Copy out the lines word for word, starting at the first line and ending at the line that contains "[151,309,266,379]".

#### Records supplied
______________________________

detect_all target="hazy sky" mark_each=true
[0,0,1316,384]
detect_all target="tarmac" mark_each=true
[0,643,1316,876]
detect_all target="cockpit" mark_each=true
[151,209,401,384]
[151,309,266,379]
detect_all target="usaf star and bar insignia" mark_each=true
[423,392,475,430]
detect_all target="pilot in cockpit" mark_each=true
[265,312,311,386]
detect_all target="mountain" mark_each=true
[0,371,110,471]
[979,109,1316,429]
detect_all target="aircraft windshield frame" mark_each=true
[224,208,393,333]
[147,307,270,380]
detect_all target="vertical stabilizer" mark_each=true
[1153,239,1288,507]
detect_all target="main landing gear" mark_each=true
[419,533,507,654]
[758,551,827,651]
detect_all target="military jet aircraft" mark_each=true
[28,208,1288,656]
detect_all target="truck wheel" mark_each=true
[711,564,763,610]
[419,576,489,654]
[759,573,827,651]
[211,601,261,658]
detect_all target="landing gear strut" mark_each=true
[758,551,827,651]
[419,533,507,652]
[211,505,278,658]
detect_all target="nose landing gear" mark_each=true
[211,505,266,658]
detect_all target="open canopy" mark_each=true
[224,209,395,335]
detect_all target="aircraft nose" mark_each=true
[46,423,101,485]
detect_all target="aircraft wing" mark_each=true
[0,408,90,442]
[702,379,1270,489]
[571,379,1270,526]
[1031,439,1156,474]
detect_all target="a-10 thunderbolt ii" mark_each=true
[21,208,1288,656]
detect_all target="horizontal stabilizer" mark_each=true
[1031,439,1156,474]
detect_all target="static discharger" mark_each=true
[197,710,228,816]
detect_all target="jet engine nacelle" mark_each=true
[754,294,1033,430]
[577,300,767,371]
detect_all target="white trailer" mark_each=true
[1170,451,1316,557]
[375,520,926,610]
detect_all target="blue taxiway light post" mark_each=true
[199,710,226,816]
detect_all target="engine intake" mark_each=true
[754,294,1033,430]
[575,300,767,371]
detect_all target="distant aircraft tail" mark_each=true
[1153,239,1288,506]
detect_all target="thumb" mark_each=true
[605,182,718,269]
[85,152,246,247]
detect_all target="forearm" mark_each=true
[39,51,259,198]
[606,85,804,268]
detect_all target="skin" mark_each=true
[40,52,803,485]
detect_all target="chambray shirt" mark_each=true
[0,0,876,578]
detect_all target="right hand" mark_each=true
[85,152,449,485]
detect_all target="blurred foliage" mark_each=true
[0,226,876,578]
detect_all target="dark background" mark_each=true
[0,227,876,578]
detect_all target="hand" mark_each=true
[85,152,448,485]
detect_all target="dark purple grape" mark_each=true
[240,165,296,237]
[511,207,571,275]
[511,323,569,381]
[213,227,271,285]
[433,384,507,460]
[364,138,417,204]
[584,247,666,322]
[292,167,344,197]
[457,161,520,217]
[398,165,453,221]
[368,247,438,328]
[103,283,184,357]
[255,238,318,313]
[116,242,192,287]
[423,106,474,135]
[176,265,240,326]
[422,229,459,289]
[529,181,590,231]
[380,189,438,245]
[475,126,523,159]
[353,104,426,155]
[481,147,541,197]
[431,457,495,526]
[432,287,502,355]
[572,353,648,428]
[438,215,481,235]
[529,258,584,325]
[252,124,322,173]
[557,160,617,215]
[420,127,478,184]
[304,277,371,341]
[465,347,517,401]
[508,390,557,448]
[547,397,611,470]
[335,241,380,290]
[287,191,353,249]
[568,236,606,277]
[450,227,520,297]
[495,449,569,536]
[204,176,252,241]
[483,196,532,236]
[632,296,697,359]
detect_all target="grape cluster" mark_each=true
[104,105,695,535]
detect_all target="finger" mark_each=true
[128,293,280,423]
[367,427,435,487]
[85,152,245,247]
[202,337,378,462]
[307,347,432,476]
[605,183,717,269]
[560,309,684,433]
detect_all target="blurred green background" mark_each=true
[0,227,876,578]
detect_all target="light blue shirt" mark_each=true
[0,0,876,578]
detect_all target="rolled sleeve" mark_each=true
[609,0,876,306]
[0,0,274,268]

______________________________

#### Solution to the exercise
detect_all target="hazy sky" mark_each=true
[0,0,1316,384]
detect_all target="tarmac" mark_each=true
[0,643,1316,876]
detect_all target="cockpit" mark_each=true
[151,209,401,384]
[151,309,266,379]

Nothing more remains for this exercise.